__PROBLEM DETAILS__. Reproduce the listing below from the line containing "of any lush" through the end, inclusive, keeping every request but multiplying each box coordinate in the answers by 0.6 and rounding to whole numbers, with halves rounded up. Give only those lines.

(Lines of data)
————
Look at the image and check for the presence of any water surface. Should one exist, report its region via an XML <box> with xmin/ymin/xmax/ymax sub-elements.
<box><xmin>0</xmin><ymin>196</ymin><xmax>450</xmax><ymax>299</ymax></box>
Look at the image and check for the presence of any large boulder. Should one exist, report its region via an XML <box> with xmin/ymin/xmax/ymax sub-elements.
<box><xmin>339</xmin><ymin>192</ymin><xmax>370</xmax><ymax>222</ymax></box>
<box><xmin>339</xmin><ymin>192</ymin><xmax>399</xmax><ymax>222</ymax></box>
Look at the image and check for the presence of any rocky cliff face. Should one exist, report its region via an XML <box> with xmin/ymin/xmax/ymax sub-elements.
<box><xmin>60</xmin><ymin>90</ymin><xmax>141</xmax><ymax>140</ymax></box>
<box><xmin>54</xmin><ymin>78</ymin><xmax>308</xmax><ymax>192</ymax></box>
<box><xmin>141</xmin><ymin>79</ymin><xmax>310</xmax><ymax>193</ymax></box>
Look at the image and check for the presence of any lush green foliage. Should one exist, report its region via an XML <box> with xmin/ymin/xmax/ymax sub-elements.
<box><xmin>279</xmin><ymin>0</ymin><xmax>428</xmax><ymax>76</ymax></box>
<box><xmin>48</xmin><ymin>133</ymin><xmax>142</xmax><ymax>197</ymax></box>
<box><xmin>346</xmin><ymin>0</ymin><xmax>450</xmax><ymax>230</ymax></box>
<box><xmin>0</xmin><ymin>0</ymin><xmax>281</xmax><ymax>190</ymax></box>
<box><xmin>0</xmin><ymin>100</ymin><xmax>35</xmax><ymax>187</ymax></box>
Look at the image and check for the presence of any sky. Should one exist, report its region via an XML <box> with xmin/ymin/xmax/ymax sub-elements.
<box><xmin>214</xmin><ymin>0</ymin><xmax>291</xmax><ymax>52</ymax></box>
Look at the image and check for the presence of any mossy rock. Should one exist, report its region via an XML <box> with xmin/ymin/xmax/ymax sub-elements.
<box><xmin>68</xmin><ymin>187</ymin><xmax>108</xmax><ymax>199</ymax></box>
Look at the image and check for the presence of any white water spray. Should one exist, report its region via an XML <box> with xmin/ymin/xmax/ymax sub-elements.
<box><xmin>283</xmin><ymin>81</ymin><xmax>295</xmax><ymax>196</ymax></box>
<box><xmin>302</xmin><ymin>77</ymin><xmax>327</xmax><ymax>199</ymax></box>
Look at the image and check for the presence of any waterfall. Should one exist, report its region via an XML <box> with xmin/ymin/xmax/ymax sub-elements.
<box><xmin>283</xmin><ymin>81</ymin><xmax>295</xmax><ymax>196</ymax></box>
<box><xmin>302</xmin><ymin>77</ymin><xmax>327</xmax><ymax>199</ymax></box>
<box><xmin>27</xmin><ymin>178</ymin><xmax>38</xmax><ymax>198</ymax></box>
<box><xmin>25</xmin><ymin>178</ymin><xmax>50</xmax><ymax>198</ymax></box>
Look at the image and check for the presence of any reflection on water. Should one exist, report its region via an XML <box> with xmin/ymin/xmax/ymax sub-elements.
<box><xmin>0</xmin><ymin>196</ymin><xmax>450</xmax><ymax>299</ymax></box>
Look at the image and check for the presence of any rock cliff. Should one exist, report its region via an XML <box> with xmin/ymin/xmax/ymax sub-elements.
————
__SOLUTION__.
Look at the image and check for the presence of any lush green foliage. Should one exist, report its region via an XML <box> with xmin/ymin/xmax/ymax sub-elements.
<box><xmin>167</xmin><ymin>0</ymin><xmax>257</xmax><ymax>46</ymax></box>
<box><xmin>29</xmin><ymin>80</ymin><xmax>85</xmax><ymax>118</ymax></box>
<box><xmin>208</xmin><ymin>0</ymin><xmax>270</xmax><ymax>138</ymax></box>
<box><xmin>0</xmin><ymin>0</ymin><xmax>169</xmax><ymax>114</ymax></box>
<box><xmin>0</xmin><ymin>60</ymin><xmax>21</xmax><ymax>112</ymax></box>
Look at the image and check for the presence of any sky. Should one exist, report its region via an XML <box> with xmin/ymin/xmax/ymax sub-elements.
<box><xmin>128</xmin><ymin>0</ymin><xmax>175</xmax><ymax>31</ymax></box>
Look at the image and check for the presence of any mossy rock. Should one exist, report its region via an XML <box> with xmin/ymin/xmax/ymax sub-elements.
<box><xmin>41</xmin><ymin>112</ymin><xmax>65</xmax><ymax>119</ymax></box>
Look at the image and check for the presence of any white water spray. Should one exist, report its region via an XML <box> with xmin/ymin/xmax/ymax sub-elements.
<box><xmin>170</xmin><ymin>49</ymin><xmax>177</xmax><ymax>118</ymax></box>
<box><xmin>181</xmin><ymin>46</ymin><xmax>196</xmax><ymax>119</ymax></box>
Look at the image and check for the presence of any waterfall. Should one exist, report its region via an XML <box> with xmin/ymin/xmax/ymax sub-elements.
<box><xmin>170</xmin><ymin>49</ymin><xmax>177</xmax><ymax>118</ymax></box>
<box><xmin>181</xmin><ymin>46</ymin><xmax>196</xmax><ymax>119</ymax></box>
<box><xmin>16</xmin><ymin>107</ymin><xmax>23</xmax><ymax>119</ymax></box>
<box><xmin>15</xmin><ymin>107</ymin><xmax>30</xmax><ymax>119</ymax></box>
Look at the image and check for the presence of any reflection on water. Should one exist, report its region via an XML <box> with xmin/ymin/xmax/ymax sub-elements.
<box><xmin>0</xmin><ymin>118</ymin><xmax>270</xmax><ymax>179</ymax></box>
Look at the image and check for the presence of any rock cliff. Should one exist, report its region via an XML <box> with xmin/ymin/xmax/ymax sub-elements.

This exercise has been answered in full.